◆ RECORDS TO USE

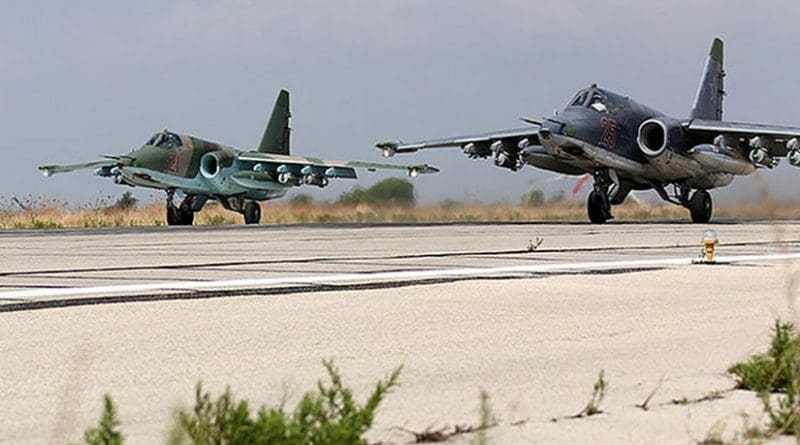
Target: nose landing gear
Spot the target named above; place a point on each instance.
(251, 210)
(598, 205)
(180, 215)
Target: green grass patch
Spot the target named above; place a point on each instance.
(328, 415)
(774, 370)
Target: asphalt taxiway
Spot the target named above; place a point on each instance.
(529, 312)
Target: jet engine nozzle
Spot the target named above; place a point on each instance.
(312, 179)
(794, 151)
(211, 164)
(794, 158)
(387, 149)
(653, 137)
(288, 178)
(760, 156)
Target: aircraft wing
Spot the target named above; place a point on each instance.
(778, 139)
(474, 146)
(302, 165)
(49, 170)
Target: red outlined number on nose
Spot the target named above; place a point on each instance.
(173, 162)
(609, 136)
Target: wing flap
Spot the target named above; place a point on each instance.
(325, 167)
(49, 170)
(513, 136)
(744, 129)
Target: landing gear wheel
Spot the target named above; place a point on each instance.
(597, 205)
(252, 213)
(186, 213)
(700, 207)
(173, 216)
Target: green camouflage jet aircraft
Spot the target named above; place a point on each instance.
(201, 170)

◆ TASK GOAL
Reproduce every line above verbatim, omitting the picture.

◆ TASK RESULT
Target: nose landing gear
Spot the target named above; place a point on each instance.
(251, 210)
(598, 205)
(180, 215)
Target: green grass patch
Spot the target named above; place a point on each instance.
(328, 415)
(774, 370)
Target: asphalt taxiway
Spot the target named above; place a point on each instance.
(529, 312)
Target: jet engine nozzle
Spot the target named above; place a point on each instance.
(312, 179)
(794, 151)
(211, 164)
(794, 158)
(387, 149)
(653, 137)
(288, 178)
(760, 156)
Target: aircraft wing
Spot the target named above; place a point on each instance.
(778, 139)
(474, 146)
(302, 165)
(49, 170)
Target: red outlined number on nose
Spot the target named above; place a point on each instance.
(173, 162)
(609, 136)
Target: wing flap
Spot the target named above; place a point on each instance.
(325, 167)
(49, 170)
(513, 136)
(744, 129)
Target: landing gear wheel
Spot the target named above; place a point on each instance.
(597, 205)
(252, 213)
(186, 213)
(700, 207)
(173, 216)
Target: green camouflage jet aircraft
Spot the target named above; place a point on each instance.
(201, 170)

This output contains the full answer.